Source text:
_____
Although the depression is more bearable now, that doesn't mean it doesn't drop-kick me occasionally and leave me completely paralyzed by it. Worse still is when Zach is down with it, too. Today is one of those days. I am barely able to function today, fighting back tears and feelings of complete despair. It's a monumental struggle but I think I'll overcome it...eventually. Maybe by tomorrow. I can't take anti-depressants because of the interaction with my pain pills...a potentially abrupt fatal one. No symptoms to let me know it is heading that way. I could give up the pain pills, but I guarantee the depression would be that much worse as I suffered from untreated chronic pain for 11 years before a doctor finally gave me something for it instead of a pat on the head and a suggestion that I just not dwell on the pain.
I'll take the pain pills thank you. As it is, I still have nights when I'm curled up in a ball on the bed waiting for the pills to take effect. I'd hate to have that happen without assurance that they will eventually kick in and I'll be pain free.
_____
Referring expression pointing data
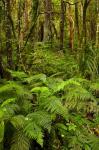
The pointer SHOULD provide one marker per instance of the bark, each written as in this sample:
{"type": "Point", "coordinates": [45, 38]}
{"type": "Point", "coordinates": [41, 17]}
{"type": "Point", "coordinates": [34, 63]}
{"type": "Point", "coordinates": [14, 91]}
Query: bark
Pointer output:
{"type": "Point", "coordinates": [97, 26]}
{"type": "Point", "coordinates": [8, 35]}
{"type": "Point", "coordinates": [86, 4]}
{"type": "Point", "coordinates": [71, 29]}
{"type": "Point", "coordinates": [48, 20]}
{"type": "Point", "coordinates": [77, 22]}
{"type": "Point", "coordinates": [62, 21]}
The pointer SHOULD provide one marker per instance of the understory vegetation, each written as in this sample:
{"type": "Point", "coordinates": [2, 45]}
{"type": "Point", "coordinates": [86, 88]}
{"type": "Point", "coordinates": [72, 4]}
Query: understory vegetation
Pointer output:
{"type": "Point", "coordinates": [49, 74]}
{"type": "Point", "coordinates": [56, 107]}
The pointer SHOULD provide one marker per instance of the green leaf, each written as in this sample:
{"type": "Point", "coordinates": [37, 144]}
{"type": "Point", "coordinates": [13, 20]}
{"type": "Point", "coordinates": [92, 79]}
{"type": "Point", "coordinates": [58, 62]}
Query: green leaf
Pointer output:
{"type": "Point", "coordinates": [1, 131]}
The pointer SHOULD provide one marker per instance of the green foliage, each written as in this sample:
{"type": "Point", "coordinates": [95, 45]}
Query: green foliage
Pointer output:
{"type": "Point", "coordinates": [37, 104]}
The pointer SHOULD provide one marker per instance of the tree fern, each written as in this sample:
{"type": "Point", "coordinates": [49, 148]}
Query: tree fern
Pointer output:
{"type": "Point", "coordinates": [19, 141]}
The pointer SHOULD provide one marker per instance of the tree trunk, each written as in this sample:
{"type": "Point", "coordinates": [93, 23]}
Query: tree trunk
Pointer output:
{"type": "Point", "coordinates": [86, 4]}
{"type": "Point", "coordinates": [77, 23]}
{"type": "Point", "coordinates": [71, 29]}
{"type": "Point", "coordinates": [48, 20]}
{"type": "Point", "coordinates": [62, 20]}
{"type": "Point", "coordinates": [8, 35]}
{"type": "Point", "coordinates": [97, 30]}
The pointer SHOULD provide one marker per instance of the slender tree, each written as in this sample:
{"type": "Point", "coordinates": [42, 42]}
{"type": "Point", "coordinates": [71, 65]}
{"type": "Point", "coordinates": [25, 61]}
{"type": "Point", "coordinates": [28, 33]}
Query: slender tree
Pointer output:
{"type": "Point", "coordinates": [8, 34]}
_____
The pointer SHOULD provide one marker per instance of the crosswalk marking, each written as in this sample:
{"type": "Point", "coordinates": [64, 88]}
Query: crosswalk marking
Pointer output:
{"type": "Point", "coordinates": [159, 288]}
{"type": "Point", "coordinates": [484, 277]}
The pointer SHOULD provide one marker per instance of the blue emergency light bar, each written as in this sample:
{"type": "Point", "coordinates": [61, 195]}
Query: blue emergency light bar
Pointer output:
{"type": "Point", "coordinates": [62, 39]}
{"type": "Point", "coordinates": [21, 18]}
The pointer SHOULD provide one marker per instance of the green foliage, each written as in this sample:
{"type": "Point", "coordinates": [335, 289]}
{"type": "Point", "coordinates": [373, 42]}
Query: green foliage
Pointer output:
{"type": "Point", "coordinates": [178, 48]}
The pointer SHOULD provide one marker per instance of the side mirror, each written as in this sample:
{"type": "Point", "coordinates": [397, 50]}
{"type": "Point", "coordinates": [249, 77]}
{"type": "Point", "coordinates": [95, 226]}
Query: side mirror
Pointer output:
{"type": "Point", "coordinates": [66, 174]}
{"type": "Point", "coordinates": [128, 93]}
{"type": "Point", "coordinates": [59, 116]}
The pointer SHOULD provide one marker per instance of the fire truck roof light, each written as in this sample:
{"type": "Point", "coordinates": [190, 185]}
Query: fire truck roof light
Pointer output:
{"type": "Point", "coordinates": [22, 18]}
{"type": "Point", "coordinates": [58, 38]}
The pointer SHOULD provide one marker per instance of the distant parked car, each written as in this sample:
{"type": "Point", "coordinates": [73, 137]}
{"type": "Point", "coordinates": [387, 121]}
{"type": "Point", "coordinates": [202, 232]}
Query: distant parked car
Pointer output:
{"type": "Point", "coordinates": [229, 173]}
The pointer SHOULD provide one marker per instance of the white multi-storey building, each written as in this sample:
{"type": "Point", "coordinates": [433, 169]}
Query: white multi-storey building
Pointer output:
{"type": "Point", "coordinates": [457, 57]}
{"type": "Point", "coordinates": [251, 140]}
_____
Activity 1:
In the post about depression and chronic pain, for how many years did the writer suffer from untreated chronic pain before a doctor gave something for it?
Activity 2:
Please reproduce part of the post about depression and chronic pain, beginning at the words "Although the depression" and stopping after the words "on the pain.".
Activity 3:
Take the post about depression and chronic pain further, continuing from its last sentence.
These rows were drawn from a separate source.

Answer space 1:
11 years.

Answer space 2:
Although the depression is more bearable now, that doesn't mean it doesn't drop-kick me occasionally and leave me completely paralyzed by it. Worse still is when Zach is down with it, too. Today is one of those days. I am barely able to function today, fighting back tears and feelings of complete despair. It's a monumental struggle but I think I'll overcome it...eventually. Maybe by tomorrow. I can't take anti-depressants because of the interaction with my pain pills...a potentially abrupt fatal one. No symptoms to let me know it is heading that way. I could give up the pain pills, but I guarantee the depression would be that much worse as I suffered from untreated chronic pain for 11 years before a doctor finally gave me something for it instead of a pat on the head and a suggestion that I just not dwell on the pain.

Answer space 3:
I got Zach some SAMe to see if that will help. He's tried St. John's Wort but there are side effects that make it not a viable option for him and as he can't afford to have depression on his medical records (not to mention he has no insurance due to his Tourette's and OCD) he's waiting until he can get insurance through a place of employment. If he can't find a job soon, I'll try again to get him insurance. Tom won't put him back on ours because he's so sure it's going to be overturned either in the courts or in Congress.
I still have to cook supper because Tom expects it when he comes in at night after working all day. Not that he shouldn't. I'm home, after all, and his 10+ hour days make it difficult for him to cook at 1 a.m. But there are times when I wonder how he would cope if I wasn't here. Probably just fine.
I'm going to go crawl into bed after throwing a hamburger in the skillet and a potato in the toaster oven. He can fix a salad and call it a meal. I'm doing all I can today, believe me.